■ PROBLEMS AND TASKS
(a) In the essay about November 5, 2017, why does the writer hold the firstborn "near but not too close" when saying good-bye?
(b) Pick up the essay about November 5, 2017 after its last sentence and carry it forward.

■ PASSAGE TO READ
Listen to the mustn’ts, child. Listen to the don’ts. Listen to the shouldn’ts, the impossibles, the won’ts. Listen to the never haves, then listen close to me… Anything can happen, child. Anything can be.
November 5, 2017 marks two deeply important accomplishments. My firstborn turns eighteen this day. His birthday marks not just his remarkable and beautiful life, but my emergence into the eternal call of motherhood. This day is the day I harken back to that early morning under the harsh, antiseptic glare of the operating room in Boulder, Colorado. The squalling infant coaxed and pulled and whisked away for further monitoring. His cry known, imprinted upon this mother. The force of my maternal instincts, an indeterminable sensation from which I will never know full release.
And this November 5, 2017* also marks the birth of a new life for the Church. This date will be our first Sunday, meeting together as a congregation. The three year long gestation fraught with starts and stops, notions and dreams, excitement and utter boredom. The waiting, if anything, is what will undo a person in these times. And I have waited.
Boy, have I waited.
On this November 5 I say good-bye to the child I once knew, holding him near but not too close, for fear of preventing his becoming.
And on this November 5 I say hello to the new arrival, turning her form over between my palms – inspecting, wondering, examining. I will take in her color, her features, her cry and her knowing look. I will shed a tear with a simultaneous laugh, alongside my partners and cohorts, friends and loved ones who have equal participation in the life of this body. With equal parts exhaustion and joy, our vulnerability exposed, we will usher her into the world of our beloved community.

■ ENTRIES PROVIDED
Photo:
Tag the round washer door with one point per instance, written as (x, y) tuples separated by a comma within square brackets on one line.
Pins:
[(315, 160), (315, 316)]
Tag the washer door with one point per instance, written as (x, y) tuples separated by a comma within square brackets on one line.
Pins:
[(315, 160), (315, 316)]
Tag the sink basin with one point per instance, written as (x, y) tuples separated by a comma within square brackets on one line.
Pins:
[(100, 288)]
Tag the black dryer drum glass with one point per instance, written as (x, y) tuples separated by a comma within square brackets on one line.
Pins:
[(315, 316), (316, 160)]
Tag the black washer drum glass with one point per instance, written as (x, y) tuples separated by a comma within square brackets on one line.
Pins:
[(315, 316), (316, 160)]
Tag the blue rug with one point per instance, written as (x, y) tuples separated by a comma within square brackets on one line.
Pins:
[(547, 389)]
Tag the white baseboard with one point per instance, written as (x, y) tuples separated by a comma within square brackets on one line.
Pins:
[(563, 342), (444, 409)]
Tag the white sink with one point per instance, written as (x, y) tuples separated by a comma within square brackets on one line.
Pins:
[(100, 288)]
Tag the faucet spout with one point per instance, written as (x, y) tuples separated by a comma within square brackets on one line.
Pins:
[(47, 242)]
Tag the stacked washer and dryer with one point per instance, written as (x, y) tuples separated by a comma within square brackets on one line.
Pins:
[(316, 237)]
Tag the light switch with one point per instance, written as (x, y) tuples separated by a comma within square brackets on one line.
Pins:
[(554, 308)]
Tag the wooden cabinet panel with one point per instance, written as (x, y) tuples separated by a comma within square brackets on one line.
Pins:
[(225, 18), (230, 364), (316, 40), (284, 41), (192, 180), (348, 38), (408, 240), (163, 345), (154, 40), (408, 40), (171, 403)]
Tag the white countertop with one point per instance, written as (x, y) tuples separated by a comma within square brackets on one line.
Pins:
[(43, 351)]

■ SOLVED TASKS
(a) The writer fears that holding him too close would prevent his becoming.

(b)
I have joined ranks with the most qualified and generous humans who love her as much as I do, who dream about serving through her in the most wonderful of ways. Ways that honor gifts, talents, and dreams. Ways that consider awe and miracles, mercy and hope. As we prepare her home and consider her name, we dream of the holy work we will accomplish through her. Of the people she will love. Of the hearts she will touch. Of the wounds she will heal.
I yearn for us to gather together at her table filling up with the bread of her brokenness, the wine of her sacrifice, the bounty of her love, the heart of her compassion.
I want my beloved friends, neighbors, people to discover and believe, to know the wholeness of the Church, the hope of the Church, the generous love of the Church.
We are a species built for hope, not designed for despair. When hope dims, we do too. The Church is God’s expression of hope to the world. But the Church has not always cared for us well. The Church has abused its power and allowed our worst parts to manifest. I am not immune to the pain we have inflicted, nor am I immune to the good we have done. I have received both. I have dealt both. And now in these times, more than ever it seems, we ache for the warm embrace of community, the promise of being known as we are, the confidence of being loved as we are, the delight of being accepted – through and through, body, mind, soul to the marrow of the bone.
Hope has felt far this season. Light and dark are at odds, evil and good sparring hard. I scan and scroll, hunting for goodness, surveying for truth. The efforts tempt me toward despair, but I find joy, relief, hope in the work. This young dream, a call, emerging as an amorphous blob, nondescript with nothing but the tiniest hint of a pulse. The fire in my belly persisting, feeding in the middle of the night, keeping her alive despite my attempts to deny her existence. And now, a definable form, still incubating but alive and kicking, carrying me from day to day on the tide of her beauty and light, her wonder.
Friends, what I have seen and what I know to the core of who I am is nothing short of miraculous. This awaited new life, she’s going to take our breath away. She will be made beautiful through our imperfect humanity. Her life and breath, for us. Her heart, for us, for ALL of us. Her beauty, ours. Her love, generous.
The light of Love and tender mercy will shine bright, darkness has no power that will vanquish her flame. Radiating, pouring out in and through the beauty of us, her people, her blessed chosen ones, persisting. All of us participating in her expression to the world.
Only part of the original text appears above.